Set task:
Arrange the lines of the material as a Markdown table with the columns "Row" and "Text", starting at the line that contains "Query: hazy sky" and stopping after the last line of the material. Number the rows in order and omit any blank lines.

• • • • • • •

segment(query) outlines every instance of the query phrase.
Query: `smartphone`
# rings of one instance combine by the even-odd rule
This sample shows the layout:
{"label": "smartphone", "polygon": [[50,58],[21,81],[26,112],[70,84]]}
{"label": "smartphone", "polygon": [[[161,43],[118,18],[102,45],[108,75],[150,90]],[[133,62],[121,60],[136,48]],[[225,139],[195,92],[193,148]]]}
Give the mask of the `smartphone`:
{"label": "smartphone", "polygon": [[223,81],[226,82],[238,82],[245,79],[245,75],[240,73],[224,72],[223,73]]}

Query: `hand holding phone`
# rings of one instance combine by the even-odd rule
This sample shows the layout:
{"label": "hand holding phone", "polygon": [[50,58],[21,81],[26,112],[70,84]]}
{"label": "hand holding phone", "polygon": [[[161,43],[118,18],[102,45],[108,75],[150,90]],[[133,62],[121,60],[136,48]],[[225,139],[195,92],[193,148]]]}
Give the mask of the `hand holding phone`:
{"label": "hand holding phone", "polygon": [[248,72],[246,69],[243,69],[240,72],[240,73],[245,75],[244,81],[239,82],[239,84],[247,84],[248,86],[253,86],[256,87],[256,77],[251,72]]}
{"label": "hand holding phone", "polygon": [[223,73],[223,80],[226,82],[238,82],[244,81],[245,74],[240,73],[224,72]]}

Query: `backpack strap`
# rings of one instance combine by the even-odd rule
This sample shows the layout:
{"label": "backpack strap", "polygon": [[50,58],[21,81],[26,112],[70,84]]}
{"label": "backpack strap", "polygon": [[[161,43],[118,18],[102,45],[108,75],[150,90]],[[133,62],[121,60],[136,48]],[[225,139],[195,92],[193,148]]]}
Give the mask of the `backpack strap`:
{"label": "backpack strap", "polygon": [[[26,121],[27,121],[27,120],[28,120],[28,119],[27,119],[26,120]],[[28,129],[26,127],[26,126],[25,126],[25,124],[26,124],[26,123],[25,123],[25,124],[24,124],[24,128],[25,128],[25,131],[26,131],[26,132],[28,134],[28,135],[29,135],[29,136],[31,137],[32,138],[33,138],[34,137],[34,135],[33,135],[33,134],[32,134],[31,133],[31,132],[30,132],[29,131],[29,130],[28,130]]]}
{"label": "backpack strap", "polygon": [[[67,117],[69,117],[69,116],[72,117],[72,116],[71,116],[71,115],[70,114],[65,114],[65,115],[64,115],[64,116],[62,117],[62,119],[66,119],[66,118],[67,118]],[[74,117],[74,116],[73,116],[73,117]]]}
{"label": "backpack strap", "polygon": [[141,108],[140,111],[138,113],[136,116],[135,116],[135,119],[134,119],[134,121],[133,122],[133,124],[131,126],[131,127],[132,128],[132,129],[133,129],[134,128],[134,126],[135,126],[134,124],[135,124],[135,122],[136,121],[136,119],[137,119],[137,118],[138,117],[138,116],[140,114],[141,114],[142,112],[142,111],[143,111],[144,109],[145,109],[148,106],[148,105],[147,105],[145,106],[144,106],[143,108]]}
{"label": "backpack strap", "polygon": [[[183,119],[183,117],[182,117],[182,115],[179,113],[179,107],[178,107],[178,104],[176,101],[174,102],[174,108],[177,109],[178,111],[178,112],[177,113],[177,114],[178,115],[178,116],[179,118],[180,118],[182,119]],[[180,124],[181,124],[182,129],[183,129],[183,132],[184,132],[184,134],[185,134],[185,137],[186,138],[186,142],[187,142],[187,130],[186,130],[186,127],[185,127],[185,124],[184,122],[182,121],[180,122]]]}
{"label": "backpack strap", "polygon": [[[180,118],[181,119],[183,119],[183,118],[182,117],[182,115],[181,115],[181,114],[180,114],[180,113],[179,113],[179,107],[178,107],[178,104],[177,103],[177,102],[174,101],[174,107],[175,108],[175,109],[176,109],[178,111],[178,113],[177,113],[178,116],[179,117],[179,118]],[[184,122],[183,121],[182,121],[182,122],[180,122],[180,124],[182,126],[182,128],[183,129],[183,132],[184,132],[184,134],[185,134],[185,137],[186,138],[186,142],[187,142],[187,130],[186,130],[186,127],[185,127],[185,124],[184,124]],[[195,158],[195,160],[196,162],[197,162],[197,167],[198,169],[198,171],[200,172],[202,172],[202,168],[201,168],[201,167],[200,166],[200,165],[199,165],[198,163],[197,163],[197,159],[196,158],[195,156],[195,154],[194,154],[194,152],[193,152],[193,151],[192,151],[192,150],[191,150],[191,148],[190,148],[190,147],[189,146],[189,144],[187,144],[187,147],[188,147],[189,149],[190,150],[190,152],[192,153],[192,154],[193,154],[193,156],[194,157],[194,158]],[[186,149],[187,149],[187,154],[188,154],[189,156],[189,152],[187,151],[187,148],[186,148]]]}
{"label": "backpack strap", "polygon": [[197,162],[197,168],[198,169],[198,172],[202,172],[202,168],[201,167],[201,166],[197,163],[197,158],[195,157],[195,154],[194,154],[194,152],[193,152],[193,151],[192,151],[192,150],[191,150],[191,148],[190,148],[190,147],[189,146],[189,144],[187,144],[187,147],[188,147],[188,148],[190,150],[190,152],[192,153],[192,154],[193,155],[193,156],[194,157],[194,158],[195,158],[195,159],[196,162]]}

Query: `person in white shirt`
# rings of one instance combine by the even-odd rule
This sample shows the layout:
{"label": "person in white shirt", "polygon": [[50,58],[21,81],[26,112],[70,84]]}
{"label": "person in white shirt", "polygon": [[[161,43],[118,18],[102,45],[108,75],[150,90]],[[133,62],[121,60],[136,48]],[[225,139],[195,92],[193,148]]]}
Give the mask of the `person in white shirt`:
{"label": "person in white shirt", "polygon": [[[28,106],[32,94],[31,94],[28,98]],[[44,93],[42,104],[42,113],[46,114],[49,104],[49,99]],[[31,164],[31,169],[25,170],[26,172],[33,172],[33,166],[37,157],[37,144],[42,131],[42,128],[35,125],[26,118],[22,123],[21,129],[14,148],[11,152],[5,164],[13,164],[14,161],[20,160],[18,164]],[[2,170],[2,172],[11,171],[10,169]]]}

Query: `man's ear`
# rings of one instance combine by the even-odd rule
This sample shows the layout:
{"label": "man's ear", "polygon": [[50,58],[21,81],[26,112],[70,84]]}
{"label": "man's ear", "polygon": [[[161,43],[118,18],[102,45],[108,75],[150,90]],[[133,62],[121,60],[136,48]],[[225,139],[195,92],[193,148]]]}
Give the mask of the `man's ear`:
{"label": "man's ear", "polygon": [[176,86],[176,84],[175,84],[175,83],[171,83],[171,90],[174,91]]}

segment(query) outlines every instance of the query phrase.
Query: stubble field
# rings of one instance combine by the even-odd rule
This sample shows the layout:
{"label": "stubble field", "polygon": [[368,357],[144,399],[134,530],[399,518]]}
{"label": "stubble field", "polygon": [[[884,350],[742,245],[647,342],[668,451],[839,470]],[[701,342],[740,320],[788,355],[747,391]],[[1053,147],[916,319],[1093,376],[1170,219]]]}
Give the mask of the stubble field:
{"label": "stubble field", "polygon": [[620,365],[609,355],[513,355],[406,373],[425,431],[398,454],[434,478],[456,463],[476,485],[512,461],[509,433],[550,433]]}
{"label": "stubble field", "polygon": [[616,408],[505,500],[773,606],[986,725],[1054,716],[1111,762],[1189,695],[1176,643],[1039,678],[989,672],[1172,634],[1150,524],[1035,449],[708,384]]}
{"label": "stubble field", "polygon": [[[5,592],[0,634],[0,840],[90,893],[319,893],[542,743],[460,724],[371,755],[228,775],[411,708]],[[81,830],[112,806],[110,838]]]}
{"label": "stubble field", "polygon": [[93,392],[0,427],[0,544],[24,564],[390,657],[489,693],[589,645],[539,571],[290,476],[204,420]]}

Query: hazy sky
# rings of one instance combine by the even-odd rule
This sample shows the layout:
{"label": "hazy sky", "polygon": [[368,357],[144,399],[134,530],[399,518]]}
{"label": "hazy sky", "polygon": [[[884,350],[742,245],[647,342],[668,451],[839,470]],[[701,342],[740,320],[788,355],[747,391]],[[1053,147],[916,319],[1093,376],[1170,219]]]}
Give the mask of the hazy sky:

• • • • • • •

Solution to this exercise:
| Row | Text |
|---|---|
| 1 | Query: hazy sky |
| 2 | # rings of one instance combine by the even-odd rule |
| 3 | This sample shows the layout: |
| 4 | {"label": "hazy sky", "polygon": [[368,357],[144,399],[134,530],[399,518]]} |
| 5 | {"label": "hazy sky", "polygon": [[[884,350],[742,245],[647,342],[668,451],[839,470]],[[701,342],[740,320],[788,355],[747,391]],[[1053,147],[916,319],[1093,376],[1170,219]]]} |
| 6 | Give the mask of the hazy sky: |